=== Description of the task ===
For the listing below, print exactly the lines from the line with "Need: a point on every instance of the weathered" to the line with "Need: a point on every instance of the woman's knee, laid", both included, and nothing beyond them.

=== Records provided ===
· · · · · · ·

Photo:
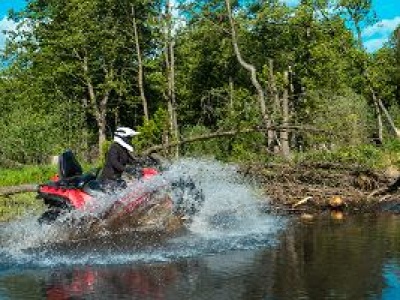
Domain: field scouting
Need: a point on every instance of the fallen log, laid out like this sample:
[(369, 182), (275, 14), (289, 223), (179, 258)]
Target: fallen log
[(11, 190)]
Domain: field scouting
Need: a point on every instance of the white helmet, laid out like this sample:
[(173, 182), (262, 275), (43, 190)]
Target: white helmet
[(125, 132), (123, 136)]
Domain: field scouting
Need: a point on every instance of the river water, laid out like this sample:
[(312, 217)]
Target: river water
[(232, 250)]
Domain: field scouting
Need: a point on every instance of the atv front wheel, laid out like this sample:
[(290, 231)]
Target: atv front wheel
[(49, 216)]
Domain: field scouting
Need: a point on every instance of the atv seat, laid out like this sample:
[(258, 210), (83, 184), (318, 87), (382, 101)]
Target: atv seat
[(68, 166), (70, 171)]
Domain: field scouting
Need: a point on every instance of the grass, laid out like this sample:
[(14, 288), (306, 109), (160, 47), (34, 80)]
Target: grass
[(27, 174), (15, 206)]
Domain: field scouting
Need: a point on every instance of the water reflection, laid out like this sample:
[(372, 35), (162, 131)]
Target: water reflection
[(354, 258)]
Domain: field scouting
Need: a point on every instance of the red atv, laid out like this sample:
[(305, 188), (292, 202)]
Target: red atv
[(71, 189)]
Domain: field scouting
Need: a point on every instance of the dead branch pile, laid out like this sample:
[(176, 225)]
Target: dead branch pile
[(316, 184)]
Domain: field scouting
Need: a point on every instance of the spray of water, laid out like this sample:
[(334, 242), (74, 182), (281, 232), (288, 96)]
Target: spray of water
[(229, 218)]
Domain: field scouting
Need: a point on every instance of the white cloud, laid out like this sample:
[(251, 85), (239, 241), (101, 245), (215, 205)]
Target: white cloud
[(376, 35), (382, 28), (374, 44), (5, 24), (291, 2)]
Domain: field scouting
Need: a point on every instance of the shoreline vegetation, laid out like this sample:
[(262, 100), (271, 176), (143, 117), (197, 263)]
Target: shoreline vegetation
[(345, 181)]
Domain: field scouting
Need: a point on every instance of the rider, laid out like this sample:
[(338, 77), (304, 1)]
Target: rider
[(119, 156)]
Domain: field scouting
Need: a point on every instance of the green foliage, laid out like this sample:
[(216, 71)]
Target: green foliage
[(74, 75), (19, 205), (27, 174), (152, 132), (213, 148), (363, 155), (344, 118)]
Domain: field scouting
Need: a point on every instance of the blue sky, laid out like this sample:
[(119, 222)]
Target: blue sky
[(388, 13)]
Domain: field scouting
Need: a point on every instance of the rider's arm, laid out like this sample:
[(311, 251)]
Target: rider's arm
[(114, 159)]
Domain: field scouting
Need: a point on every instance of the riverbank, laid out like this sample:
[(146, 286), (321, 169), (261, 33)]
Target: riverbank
[(315, 187)]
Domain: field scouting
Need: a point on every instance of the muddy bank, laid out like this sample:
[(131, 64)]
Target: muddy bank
[(315, 187)]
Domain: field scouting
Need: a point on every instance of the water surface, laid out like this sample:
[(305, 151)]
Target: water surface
[(232, 250)]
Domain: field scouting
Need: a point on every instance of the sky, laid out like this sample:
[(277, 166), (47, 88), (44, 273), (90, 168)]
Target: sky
[(374, 36)]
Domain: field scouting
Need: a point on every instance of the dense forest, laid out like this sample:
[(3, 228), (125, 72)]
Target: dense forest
[(265, 79)]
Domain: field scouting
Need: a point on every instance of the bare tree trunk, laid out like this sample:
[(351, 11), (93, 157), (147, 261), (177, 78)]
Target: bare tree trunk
[(378, 117), (389, 118), (231, 96), (140, 66), (274, 94), (284, 134), (99, 109), (170, 66), (251, 69)]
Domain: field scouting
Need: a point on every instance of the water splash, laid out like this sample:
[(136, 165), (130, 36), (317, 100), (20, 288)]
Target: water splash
[(230, 218)]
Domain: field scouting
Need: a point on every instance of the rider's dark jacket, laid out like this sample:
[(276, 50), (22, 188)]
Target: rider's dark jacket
[(116, 160)]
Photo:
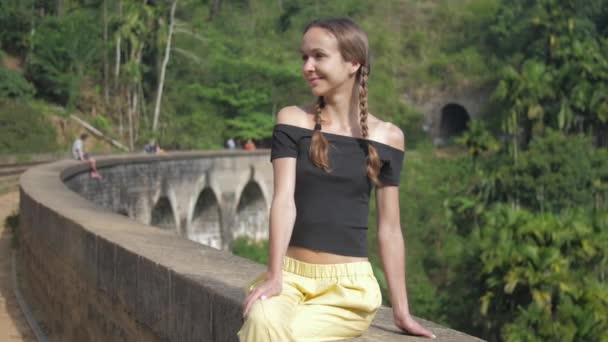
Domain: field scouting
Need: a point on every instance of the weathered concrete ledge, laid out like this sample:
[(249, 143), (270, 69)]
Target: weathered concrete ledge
[(94, 275)]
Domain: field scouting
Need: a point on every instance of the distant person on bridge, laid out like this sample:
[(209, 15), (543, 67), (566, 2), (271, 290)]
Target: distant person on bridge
[(152, 147), (78, 153), (249, 145), (230, 144), (327, 157)]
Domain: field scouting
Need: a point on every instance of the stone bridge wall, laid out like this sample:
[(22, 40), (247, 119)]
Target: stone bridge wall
[(94, 275)]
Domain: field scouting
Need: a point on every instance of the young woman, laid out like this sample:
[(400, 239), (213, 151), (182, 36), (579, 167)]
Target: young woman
[(326, 159)]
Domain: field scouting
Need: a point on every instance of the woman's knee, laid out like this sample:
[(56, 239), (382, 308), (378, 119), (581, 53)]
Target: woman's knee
[(257, 315)]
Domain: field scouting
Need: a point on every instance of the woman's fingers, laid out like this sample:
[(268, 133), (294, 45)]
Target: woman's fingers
[(253, 296)]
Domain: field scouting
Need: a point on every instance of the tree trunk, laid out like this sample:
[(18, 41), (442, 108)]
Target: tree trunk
[(159, 93), (215, 8), (118, 42), (59, 7), (106, 90)]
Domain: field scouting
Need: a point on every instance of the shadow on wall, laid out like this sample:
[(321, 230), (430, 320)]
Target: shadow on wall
[(251, 214), (162, 214)]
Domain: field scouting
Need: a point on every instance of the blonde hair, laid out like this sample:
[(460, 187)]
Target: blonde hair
[(354, 47)]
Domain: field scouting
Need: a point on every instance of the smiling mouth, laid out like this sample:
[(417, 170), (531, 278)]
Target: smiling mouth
[(313, 80)]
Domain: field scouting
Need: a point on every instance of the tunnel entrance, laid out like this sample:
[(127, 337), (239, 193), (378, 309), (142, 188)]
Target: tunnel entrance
[(251, 214), (206, 227), (454, 120), (162, 214)]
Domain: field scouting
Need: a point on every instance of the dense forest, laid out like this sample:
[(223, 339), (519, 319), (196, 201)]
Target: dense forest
[(506, 228)]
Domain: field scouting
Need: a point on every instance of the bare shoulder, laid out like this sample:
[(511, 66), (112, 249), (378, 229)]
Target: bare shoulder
[(295, 116), (386, 133)]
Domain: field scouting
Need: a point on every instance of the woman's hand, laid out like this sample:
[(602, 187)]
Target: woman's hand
[(406, 322), (269, 288)]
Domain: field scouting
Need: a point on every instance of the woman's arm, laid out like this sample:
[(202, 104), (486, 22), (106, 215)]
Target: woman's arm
[(282, 213), (282, 219), (392, 248), (392, 254)]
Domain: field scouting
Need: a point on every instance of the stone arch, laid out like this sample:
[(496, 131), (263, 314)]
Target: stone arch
[(454, 120), (251, 213), (162, 215), (205, 227)]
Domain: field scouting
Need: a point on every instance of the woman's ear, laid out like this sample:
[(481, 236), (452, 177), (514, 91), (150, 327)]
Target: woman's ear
[(354, 67)]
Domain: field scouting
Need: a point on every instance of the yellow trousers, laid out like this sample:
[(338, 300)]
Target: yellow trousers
[(318, 303)]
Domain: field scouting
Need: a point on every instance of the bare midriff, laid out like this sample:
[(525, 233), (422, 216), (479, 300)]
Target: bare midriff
[(317, 257)]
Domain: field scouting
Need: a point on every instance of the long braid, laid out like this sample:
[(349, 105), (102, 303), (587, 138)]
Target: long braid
[(373, 159), (319, 144)]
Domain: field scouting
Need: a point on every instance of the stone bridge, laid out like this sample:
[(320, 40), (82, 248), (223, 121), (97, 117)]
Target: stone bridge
[(92, 274), (210, 200)]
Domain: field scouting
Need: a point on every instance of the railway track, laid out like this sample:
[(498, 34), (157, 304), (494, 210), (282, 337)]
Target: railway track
[(11, 169)]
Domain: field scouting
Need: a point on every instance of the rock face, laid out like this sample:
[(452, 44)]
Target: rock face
[(92, 274)]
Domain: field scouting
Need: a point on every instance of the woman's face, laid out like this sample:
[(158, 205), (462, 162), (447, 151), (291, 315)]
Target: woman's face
[(322, 64)]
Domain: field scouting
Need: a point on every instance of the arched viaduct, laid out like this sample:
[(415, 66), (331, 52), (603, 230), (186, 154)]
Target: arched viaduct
[(93, 274)]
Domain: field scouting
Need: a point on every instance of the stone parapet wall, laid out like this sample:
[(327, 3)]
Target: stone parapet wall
[(93, 275)]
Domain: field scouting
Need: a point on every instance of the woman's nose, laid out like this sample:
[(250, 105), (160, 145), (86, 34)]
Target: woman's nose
[(309, 65)]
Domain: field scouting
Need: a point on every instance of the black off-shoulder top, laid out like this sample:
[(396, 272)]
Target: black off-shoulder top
[(332, 208)]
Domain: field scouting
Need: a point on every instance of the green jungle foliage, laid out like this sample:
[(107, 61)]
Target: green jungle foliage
[(24, 130), (13, 85)]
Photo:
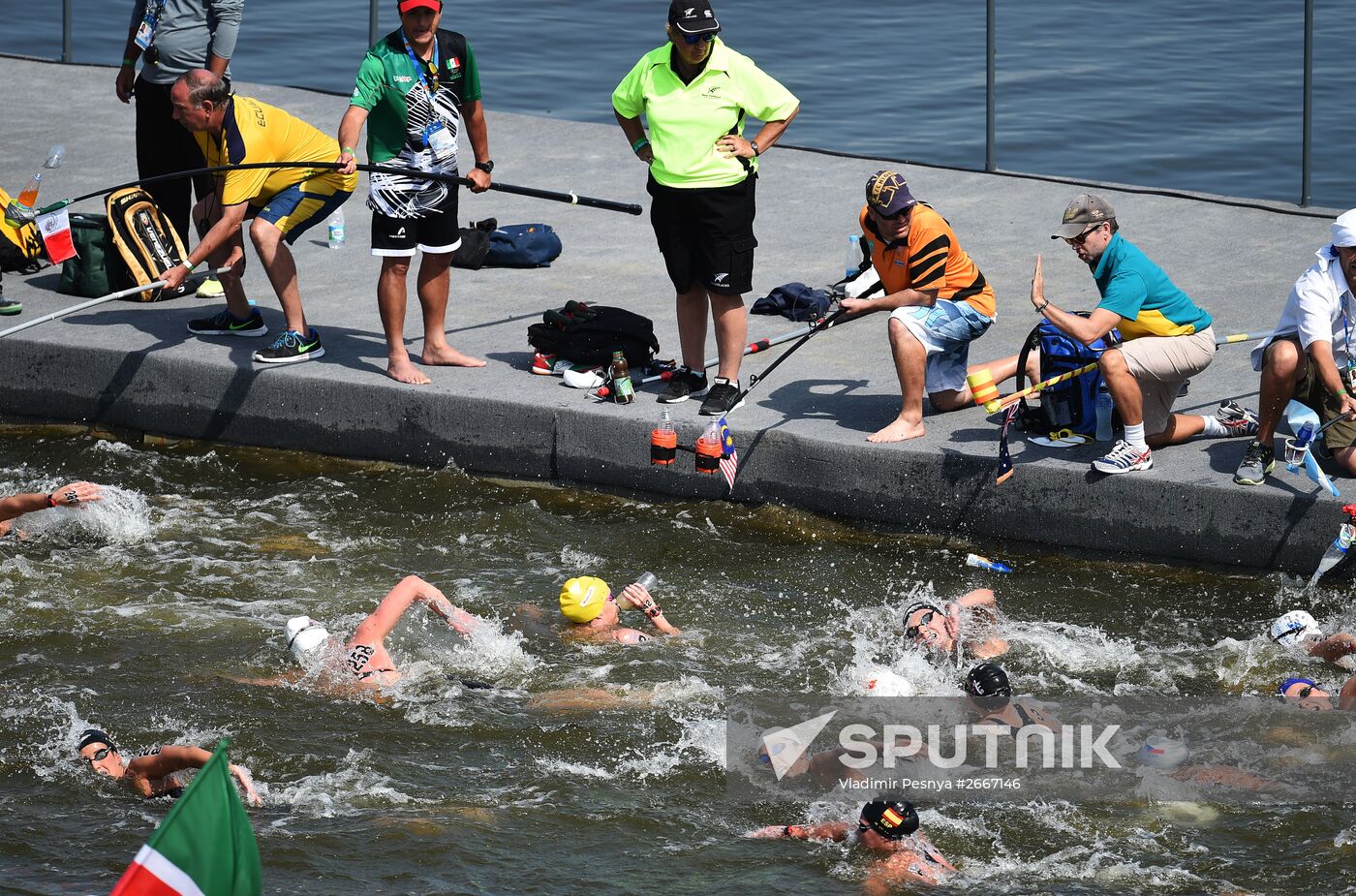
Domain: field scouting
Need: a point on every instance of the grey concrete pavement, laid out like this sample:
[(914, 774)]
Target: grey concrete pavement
[(802, 437)]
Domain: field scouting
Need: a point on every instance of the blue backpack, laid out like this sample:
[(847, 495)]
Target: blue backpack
[(1070, 404), (522, 245)]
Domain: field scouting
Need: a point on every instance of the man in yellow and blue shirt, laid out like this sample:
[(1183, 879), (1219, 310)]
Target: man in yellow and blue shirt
[(284, 202)]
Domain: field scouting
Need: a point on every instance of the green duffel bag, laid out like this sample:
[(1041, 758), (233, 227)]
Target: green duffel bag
[(98, 270)]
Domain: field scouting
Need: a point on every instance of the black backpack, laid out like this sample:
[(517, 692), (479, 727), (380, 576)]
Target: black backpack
[(590, 340), (1070, 404)]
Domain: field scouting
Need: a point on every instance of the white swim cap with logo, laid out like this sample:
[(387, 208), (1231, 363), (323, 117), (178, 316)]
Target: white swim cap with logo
[(1294, 628), (304, 634)]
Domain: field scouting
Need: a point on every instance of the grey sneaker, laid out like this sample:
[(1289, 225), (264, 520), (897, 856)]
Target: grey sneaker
[(1125, 458), (1237, 419), (1258, 460), (685, 384)]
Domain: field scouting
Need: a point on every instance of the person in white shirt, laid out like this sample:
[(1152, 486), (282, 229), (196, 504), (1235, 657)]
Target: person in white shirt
[(1310, 356)]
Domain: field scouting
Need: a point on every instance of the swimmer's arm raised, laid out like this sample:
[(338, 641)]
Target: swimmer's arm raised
[(171, 759), (411, 590), (827, 831), (68, 495), (901, 868), (639, 598)]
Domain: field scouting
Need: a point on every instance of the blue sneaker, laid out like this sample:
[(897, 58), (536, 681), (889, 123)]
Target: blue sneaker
[(291, 347)]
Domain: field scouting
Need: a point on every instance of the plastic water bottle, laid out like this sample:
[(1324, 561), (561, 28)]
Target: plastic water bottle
[(29, 196), (1335, 553), (1104, 410), (336, 230), (663, 441), (853, 261), (985, 563)]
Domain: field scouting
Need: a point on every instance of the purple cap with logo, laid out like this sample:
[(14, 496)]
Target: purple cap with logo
[(887, 193)]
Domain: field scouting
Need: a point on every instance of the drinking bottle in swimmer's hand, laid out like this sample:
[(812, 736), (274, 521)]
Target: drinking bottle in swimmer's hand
[(304, 634)]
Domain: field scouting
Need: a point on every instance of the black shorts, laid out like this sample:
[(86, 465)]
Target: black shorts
[(437, 233), (707, 234)]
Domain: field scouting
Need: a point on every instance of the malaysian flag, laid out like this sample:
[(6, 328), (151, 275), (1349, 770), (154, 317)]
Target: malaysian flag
[(728, 455)]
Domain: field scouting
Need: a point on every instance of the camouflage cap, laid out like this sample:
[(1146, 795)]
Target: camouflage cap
[(1085, 209)]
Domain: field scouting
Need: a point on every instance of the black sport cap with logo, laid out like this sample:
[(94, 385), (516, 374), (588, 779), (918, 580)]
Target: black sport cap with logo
[(693, 16)]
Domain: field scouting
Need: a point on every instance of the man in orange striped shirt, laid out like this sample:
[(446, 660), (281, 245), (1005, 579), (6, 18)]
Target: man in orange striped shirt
[(938, 298)]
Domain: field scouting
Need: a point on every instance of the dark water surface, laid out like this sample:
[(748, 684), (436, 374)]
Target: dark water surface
[(1200, 97), (133, 613)]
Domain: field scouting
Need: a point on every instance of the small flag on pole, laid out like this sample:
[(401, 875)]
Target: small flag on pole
[(1005, 461), (728, 455), (203, 848), (56, 234)]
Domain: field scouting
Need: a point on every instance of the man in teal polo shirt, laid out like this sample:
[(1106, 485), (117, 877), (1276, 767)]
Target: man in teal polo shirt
[(416, 90), (694, 94), (1168, 338)]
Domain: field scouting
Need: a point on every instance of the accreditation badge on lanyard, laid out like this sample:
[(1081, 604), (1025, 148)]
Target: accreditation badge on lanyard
[(437, 138), (149, 22)]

· · · · · · ·

=== Completed exercise ===
Need: a point on every instance of the weathered concrete ledge, laid out like this sample:
[(249, 143), (270, 69)]
Target: weathered concrete ledge
[(94, 275)]
Domain: field scouting
Need: a point on every instance of the distant person on bridge, laid out like this sample:
[(209, 15), (543, 67), (566, 2), (271, 290)]
Target: distant person on bridge
[(152, 147), (78, 153), (249, 145), (230, 144), (327, 157)]
Domain: field scouting
Need: a point on every instance of the stone bridge wall, laid out like this sample:
[(22, 40), (247, 119)]
Target: stone bridge wall
[(94, 275)]
Domain: field scouting
Need: a point on every instance of the young woman, laid out like this sample:
[(400, 239), (213, 151), (182, 36), (579, 167)]
Target: young woman
[(326, 159)]
Domain: field scouting
Need: a point on every instance of the woman's knee, laid out like this sample:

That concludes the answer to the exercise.